РАЗДЕЛ ДОКУМЕНТА:
По контрасту с непсихологическим толкованием, при котором сновидение понимается благодаря расшифровке конкретных символов в их религиозном контексте, индийский автор следует методу психологической интерпретации – связывает сон с личностью человека, который этот сон видит. Первые три категории, упомянутые им, – на самом деле одна, поскольку говорят о темпераменте: тех психических особенностях, которые коренятся во врожденной соматической основе. Индийский автор указывает на важную связь между темпераментом и содержанием сновидения, которая едва ли привлекала внимание современных ему толкователей, хотя является существенным аспектом интерпретации сновидений, как неизбежно покажут дальнейшие исследования. Для него сны, посланные богами, представляют собой всего лишь один из типов сновидений среди прочих. Он различает сны, на которые оказывают влияние привычки видящего сон человека, и те, которые содержат пророчество. Под привычками он, возможно, понимает доминирующие влечения в структуре характера человека; под пророческими снами – те сны, которые являются выражением наивысшего прозрения.
Одно из самых ранних представлений о снах как проявлении наших самых рациональных или самых иррациональных сил может быть найдено у Гомера. Он говорит о существовании двух ворот для сновидений: ворот из рога для истинных и ворот из слоновой кости для ложных и обманчивых (имея в виду прозрачность рога и непрозрачность слоновой кости). Двойственность природы сновидений едва ли можно выразить яснее и точнее.
Сократ (как следует из того, что говорит Платон в диалоге «Федон») придерживался мнения, согласно которому сон есть голос совести, а потому чрезвычайно важно относиться к этому голосу серьезно и следовать его советам. Он очень ясно выражает свою позицию незадолго до смерти:
«Тут Кебет перебил его:
– Клянусь Зевсом, Сократ, хорошо, что ты мне напомнил! Меня уже несколько человек спрашивали насчет стихов, которые ты здесь сочинил, – переложений Эзоповых притч и гимна в честь Аполлона, – и, между прочим, Евен недавно дивился, почему это, попавши сюда, ты вдруг взялся за стихи: ведь раньше ты никогда их не писал. И если тебе не все равно, как я отвечу Евену, когда он в следующий раз об этом спросит – а он непременно спросит! – научи, что мне сказать.

ЗАДАНИЯ:
(A) Выведите без изменений отрывок фрагмента о сновидениях от слов «Одно из самых» до слов «яснее и точнее.» включительно.
(B) Продолжите фрагмент о сновидениях, начав сразу после его последнего предложения.

ИЗВЛЕЧЁННЫЕ ЗАПИСИ:
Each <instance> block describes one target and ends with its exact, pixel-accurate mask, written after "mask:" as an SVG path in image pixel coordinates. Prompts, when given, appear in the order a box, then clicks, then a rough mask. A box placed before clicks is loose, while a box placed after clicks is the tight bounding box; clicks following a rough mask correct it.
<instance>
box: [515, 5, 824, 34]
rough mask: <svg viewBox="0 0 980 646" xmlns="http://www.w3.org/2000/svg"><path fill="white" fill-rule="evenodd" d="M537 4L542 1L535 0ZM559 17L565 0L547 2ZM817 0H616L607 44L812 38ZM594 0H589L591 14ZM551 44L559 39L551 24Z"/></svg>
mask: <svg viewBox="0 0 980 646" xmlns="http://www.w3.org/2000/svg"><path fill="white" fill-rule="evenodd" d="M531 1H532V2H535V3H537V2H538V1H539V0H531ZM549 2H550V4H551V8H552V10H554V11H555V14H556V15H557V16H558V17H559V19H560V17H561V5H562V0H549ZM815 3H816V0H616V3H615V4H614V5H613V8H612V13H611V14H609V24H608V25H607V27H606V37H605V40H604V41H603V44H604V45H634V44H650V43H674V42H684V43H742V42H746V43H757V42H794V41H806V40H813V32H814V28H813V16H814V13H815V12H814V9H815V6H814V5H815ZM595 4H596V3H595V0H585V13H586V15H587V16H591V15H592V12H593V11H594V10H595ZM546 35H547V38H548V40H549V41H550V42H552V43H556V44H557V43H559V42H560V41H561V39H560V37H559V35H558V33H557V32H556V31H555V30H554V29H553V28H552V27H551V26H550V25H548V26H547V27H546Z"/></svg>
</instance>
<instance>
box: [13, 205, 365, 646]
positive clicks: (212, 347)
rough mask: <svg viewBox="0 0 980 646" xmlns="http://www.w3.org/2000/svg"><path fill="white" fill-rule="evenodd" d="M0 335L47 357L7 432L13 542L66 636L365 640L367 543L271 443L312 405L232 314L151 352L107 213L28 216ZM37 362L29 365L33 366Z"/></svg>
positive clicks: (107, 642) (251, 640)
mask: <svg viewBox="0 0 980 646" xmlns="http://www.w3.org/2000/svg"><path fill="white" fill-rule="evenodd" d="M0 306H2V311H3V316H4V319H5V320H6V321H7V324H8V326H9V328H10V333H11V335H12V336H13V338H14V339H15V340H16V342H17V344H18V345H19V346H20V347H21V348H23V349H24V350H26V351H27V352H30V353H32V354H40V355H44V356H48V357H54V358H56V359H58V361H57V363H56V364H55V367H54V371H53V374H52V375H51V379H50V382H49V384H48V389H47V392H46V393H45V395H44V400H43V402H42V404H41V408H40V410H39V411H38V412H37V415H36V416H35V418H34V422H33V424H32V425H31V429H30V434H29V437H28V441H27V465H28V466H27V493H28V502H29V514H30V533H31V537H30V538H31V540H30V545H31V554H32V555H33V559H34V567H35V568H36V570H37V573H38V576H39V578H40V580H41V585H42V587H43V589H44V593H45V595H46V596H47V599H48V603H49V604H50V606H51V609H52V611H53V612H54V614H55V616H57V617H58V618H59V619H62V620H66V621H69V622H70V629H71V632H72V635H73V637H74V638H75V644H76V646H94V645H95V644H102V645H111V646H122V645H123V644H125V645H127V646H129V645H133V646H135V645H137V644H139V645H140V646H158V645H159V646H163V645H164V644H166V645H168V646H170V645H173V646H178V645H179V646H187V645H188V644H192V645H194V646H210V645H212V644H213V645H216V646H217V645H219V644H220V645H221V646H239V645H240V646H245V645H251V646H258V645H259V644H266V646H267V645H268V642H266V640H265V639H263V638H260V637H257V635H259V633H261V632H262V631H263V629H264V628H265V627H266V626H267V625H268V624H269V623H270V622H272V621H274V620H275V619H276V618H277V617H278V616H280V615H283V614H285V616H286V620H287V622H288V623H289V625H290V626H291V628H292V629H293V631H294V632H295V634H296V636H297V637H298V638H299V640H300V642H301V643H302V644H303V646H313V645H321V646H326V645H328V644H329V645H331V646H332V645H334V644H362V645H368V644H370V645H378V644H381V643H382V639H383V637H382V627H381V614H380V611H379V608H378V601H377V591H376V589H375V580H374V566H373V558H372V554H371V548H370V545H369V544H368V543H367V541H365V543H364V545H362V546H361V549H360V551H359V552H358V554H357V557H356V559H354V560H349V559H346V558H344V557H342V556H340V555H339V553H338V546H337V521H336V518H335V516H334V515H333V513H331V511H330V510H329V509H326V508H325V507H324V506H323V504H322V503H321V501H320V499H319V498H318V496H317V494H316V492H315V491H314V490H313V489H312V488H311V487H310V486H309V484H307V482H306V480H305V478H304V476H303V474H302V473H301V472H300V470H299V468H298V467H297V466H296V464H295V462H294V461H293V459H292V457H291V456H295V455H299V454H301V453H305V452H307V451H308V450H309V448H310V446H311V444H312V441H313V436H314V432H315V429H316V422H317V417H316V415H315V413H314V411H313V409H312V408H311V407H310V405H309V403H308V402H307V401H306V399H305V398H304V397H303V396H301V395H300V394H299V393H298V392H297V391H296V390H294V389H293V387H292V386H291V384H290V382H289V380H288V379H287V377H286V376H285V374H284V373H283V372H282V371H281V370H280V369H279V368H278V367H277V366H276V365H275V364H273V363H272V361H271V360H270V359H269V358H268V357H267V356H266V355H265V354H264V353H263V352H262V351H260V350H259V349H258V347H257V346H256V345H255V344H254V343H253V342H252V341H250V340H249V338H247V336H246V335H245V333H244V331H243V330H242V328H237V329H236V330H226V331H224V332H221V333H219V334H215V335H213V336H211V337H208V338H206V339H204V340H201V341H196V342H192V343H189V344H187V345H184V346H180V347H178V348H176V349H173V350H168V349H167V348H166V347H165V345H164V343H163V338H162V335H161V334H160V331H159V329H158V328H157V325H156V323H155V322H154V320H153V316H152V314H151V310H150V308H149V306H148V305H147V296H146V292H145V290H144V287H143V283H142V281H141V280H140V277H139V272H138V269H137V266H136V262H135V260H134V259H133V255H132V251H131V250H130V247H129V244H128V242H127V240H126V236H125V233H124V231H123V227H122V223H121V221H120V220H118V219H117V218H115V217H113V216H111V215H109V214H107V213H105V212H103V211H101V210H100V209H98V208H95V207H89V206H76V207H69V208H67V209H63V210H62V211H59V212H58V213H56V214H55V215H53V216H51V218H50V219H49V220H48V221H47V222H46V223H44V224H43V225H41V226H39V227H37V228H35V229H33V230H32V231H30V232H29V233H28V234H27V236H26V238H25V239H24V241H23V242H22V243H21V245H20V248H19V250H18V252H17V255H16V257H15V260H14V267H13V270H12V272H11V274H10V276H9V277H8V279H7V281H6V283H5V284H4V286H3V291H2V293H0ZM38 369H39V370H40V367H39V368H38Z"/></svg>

ОТВЕТЫ ПО ЗАДАНИЯМ:
(A)
Одно из самых ранних представлений о снах как проявлении наших самых рациональных или самых иррациональных сил может быть найдено у Гомера. Он говорит о существовании двух ворот для сновидений: ворот из рога для истинных и ворот из слоновой кости для ложных и обманчивых (имея в виду прозрачность рога и непрозрачность слоновой кости). Двойственность природы сновидений едва ли можно выразить яснее и точнее.

(B)
– Скажи ему правду, Кебет, – промолвил Сократ, – что я не хотел соперничать с ним или с его искусством – это было бы нелегко, я вполне понимаю, – но просто пытался, чтобы очиститься, проверить значение некоторых моих сновидений: не этим ли видом искусства они так часто повелевали мне заниматься. Сейчас я тебе о них расскажу.
В течение жизни мне много раз являлся один и тот же сон. Правда, видел я не всегда одно и то же, но слова слышал всегда одинаковые: «Сократ, твори и трудись на поприще Муз». В прежнее время я считал это призывом и советом делать то, что я и делал. Как зрители подбадривают бегунов, так, думал я, и это сновидение внушает мне продолжать мое дело – творить на поприще Муз, ибо высочайшее из искусств – это философия, а ею-то я и занимался. Но теперь, после суда, когда празднество в честь бога отсрочило мой конец, я решил, что, быть может, сновидение приказывало мне заняться обычным искусством, и надо не противиться его голосу, но подчиниться: ведь надежнее будет повиноваться сну и не уходить, прежде чем не очистишься поэтическим творчеством. И вот первым делом я сочинил песнь в честь того бога, чей праздник тогда справляли, а почтив бога, я понял, что поэт – если только он хочет быть настоящим поэтом – должен творить мифы, а не рассуждения. Сам же я даром воображения не владею, вот я и взял то, что было мне всего доступнее, – Эзоповы басни. Я знал их наизусть и первые же, какие пришли мне на память, переложил стихами. Так все и объясни Евену, Кебет, а еще скажи ему от меня «прощай» и прибавь, чтобы как можно скорее следовал за мною, если он человек здравомыслящий.